_TASKS AND EXERCISES_
(a) According to the passage on the Mignon chocolate factory, in what year did Joe Terpoghossian take over?
(b) Write out the lines of the records exactly, from the line containing "Where can you see the yellow foliage" through the last line of the records.

== SOURCE DOCUMENT ==

But what’s sweeter than the sweets themselves is the story of how Mignon came to exist – and survive – despite life’s twists and turns.
Everything at the Mignon factory is locally handmade and in small batches.
"Everything we do here, it's from scratch. Following the family tradition and the recipes," said Joe Terpoghossian.
Every detail is managed and overseen by Joe Terpoghossian, a third-generation chocolatier.
"I was the first grandson of the family, so I knew I had to do something about it. And it worked out. I like chocolate," said Terpoghossian.
"I took over in 2002 and my intention was to continue the family recipes, which I did. We kept about 10, 12 of them on hand. However, with the changing environments, changing palates, we added about 30, 40 new flavors. Some of them have different twist to it. You just followed the trend. For example, we're used a lot of spices these days, such as ginger, cardamom and cinnamon and sea salt. And these are what people like these days," said Terpoghossian.

===
== DATASET RECORDS ==

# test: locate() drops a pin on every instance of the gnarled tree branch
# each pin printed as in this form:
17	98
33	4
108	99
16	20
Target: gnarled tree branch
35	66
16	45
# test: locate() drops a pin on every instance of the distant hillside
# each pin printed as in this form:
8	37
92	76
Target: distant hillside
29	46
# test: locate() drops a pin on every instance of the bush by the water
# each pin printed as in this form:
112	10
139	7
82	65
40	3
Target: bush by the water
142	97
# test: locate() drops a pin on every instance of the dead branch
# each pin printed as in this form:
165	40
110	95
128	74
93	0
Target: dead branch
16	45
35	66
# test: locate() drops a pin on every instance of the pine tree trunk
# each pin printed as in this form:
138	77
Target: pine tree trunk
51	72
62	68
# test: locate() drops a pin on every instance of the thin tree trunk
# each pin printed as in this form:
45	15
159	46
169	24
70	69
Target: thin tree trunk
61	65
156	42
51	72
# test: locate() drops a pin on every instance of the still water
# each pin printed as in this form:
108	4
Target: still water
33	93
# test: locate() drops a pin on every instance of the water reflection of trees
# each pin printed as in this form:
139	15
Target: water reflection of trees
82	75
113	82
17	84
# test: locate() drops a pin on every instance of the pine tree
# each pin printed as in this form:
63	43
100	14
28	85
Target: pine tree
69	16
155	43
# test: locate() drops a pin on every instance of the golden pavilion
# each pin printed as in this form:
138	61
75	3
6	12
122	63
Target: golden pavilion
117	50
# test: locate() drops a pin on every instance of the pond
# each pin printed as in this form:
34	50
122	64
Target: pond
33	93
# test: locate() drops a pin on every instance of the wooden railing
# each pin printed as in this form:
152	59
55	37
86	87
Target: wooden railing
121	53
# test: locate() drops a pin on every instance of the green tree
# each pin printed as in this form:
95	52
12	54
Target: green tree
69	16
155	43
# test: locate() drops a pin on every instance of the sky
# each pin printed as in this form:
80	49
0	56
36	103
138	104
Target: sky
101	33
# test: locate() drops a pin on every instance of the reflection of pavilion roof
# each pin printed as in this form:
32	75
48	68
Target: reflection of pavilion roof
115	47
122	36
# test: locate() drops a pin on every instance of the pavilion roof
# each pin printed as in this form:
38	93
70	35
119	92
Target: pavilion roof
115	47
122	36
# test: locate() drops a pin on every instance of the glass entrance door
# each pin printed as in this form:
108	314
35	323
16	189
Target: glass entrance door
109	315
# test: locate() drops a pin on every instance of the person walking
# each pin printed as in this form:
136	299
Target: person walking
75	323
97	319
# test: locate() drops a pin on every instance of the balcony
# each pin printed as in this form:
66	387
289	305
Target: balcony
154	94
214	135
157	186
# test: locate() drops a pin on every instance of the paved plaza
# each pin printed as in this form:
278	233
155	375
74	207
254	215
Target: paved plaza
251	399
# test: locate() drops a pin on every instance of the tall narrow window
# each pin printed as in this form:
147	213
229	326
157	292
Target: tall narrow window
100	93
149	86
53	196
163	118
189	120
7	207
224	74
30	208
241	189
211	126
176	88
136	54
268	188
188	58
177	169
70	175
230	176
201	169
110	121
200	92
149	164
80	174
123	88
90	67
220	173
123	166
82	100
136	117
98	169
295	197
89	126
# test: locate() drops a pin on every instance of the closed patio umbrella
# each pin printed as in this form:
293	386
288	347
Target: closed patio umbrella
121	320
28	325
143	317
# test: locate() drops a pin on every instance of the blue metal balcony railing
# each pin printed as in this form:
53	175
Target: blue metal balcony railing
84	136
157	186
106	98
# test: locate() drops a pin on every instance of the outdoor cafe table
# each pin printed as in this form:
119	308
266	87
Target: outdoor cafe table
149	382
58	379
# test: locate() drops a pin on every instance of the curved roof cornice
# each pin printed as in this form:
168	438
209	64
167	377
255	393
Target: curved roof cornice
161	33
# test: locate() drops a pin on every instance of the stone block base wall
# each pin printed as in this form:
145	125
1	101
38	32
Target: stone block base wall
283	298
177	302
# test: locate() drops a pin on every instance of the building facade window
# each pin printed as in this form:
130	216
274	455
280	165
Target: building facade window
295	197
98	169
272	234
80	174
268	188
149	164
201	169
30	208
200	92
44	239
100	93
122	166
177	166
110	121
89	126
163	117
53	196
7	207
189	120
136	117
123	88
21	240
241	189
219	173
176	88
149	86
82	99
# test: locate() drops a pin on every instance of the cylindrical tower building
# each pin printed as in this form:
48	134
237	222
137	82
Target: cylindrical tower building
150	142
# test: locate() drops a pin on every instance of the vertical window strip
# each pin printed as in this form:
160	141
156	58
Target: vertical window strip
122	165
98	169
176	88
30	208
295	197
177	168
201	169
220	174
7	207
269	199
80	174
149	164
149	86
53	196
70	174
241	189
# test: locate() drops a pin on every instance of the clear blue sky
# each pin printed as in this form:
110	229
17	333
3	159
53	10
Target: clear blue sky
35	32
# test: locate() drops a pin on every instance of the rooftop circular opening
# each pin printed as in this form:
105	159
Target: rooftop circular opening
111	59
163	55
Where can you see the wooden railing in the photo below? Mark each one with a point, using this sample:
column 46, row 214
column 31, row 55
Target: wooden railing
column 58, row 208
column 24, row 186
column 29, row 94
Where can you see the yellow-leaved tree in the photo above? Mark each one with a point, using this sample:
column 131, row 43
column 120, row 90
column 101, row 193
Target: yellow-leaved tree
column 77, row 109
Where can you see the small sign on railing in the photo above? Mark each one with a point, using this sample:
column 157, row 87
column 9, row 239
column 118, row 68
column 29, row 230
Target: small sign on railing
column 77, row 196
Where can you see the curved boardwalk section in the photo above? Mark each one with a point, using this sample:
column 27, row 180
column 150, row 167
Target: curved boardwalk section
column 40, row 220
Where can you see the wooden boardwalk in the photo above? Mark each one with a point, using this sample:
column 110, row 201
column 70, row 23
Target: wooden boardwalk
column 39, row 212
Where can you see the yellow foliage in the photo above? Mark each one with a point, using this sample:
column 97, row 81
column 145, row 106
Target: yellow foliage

===

_TASK RESULTS_
(a) 2002

(b)
Where can you see the yellow foliage in the photo above? Mark each one with a point, using this sample:
column 97, row 81
column 145, row 106
Target: yellow foliage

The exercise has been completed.